Personal information
- Full name: Adriana Brandão Behar
- Born: 14 February 1969 (age 57) Rio de Janeiro, Brazil
- Height: 5 ft 11 in (1.80 m)

Honours
Women's beach volleyball
Representing Brazil
Olympic Games
| Silver medal – second place | 2000 Sydney | Beach |
| Silver medal – second place | 2004 Athens | Beach |
Pan American Games
| Gold medal – first place | 1999 Winnipeg | Beach |
World Championships
| Gold medal – first place | 1999 Marseille | Beach |
| Gold medal – first place | 2001 Klagenfurt | Beach |
| Silver medal – second place | 2003 Rio de Janeiro | Beach |
| Bronze medal – third place | 1997 Los Angeles | Beach |
Goodwill Games
| Gold medal – first place | 1998 New York | Beach |
| Silver medal – second place | 2001 Brisbane | Beach |

= Adriana Behar =

Brazilian beach volleyball player

Adriana Brandão Behar (born 14 February 1969) is a Brazilian former volleyball player of Jewish descent. She was inducted into the Volleyball Hall of Fame in 2010.

== Sports career ==
Behar began her sports career as a figure skater at the age of 10 at Flamengo. At the age of 16, she switched to indoor volleyball, where she played professionally in Italy for three seasons.

In 1992, back in Brazil, Adriana dedicated herself to beach volleyball, starting a new phase in her sports career.

In 1995, after the suggestion of coach Letícia Pessoa, Adriana formed a duo with Shelda Bedê. This partnership lasted 12 seasons and became one of the most successful in the history of beach volleyball. Together, they won more than a thousand victories and 114 titles.

Adriana and Shelda won world championships in 1999 and 2001 and maintained their lead in the world rankings in 2000, 2001 and 2004.

At the 2000 Sydney Olympics, the pair reached the final after winning four matches, winning the silver medal.

▸ EXERCISE REQUIREMENTS:
A. Which cities does the honours list in the Adriana Behar profile give for her silver medals, each with its year?
B. Can you reproduce the part of the Adriana Behar profile from "Adriana Brandão Behar (born" up to and including "and 114 titles.", word for word?

▸ DATA FOR ANALYSIS:

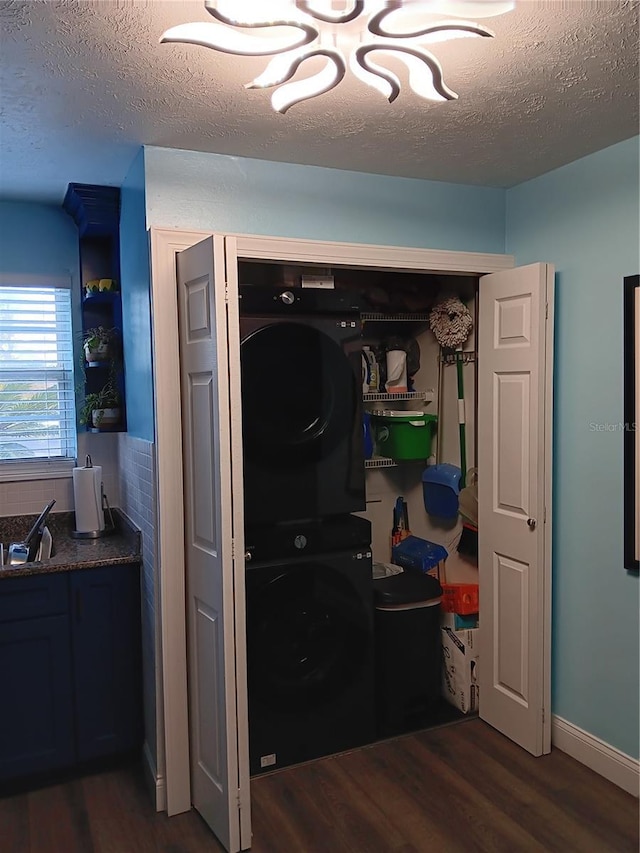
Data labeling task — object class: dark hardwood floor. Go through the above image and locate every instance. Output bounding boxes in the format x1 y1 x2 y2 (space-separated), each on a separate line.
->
0 719 638 853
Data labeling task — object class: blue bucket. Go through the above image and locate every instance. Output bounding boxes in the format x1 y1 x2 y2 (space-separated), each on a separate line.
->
422 462 462 518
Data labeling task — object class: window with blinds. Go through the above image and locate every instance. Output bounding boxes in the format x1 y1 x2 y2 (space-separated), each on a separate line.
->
0 285 76 461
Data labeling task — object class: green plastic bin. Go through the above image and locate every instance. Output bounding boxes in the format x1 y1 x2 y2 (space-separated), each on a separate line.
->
371 410 438 461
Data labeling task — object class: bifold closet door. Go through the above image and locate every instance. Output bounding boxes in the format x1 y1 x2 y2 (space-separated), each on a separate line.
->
478 264 553 755
177 236 251 853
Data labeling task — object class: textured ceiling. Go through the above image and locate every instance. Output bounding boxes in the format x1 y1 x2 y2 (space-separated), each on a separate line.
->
0 0 639 203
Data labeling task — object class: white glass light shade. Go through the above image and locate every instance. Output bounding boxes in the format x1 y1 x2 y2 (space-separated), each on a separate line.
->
161 0 515 113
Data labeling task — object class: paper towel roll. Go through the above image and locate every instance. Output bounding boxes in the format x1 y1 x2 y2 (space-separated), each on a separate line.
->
73 465 104 533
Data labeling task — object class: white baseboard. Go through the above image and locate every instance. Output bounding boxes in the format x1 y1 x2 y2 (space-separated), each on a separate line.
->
142 741 167 812
551 715 640 797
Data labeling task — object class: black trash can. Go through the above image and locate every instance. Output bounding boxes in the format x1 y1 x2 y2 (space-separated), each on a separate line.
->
373 572 442 737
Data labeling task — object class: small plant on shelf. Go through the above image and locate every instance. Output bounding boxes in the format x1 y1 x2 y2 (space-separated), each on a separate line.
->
79 378 121 429
82 326 120 365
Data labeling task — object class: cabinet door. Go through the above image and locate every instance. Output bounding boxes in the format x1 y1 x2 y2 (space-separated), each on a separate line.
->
70 566 141 761
0 612 74 781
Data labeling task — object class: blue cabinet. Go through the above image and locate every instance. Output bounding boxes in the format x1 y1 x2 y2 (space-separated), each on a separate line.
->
0 565 142 783
69 566 141 761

▸ ANSWERS BY TASK:
A.
- 2000 Sydney
- 2004 Athens
- 2003 Rio de Janeiro
- 2001 Brisbane

B.
Adriana Brandão Behar (born 14 February 1969) is a Brazilian former volleyball player of Jewish descent. She was inducted into the Volleyball Hall of Fame in 2010.

== Sports career ==
Behar began her sports career as a figure skater at the age of 10 at Flamengo. At the age of 16, she switched to indoor volleyball, where she played professionally in Italy for three seasons.

In 1992, back in Brazil, Adriana dedicated herself to beach volleyball, starting a new phase in her sports career.

In 1995, after the suggestion of coach Letícia Pessoa, Adriana formed a duo with Shelda Bedê. This partnership lasted 12 seasons and became one of the most successful in the history of beach volleyball. Together, they won more than a thousand victories and 114 titles.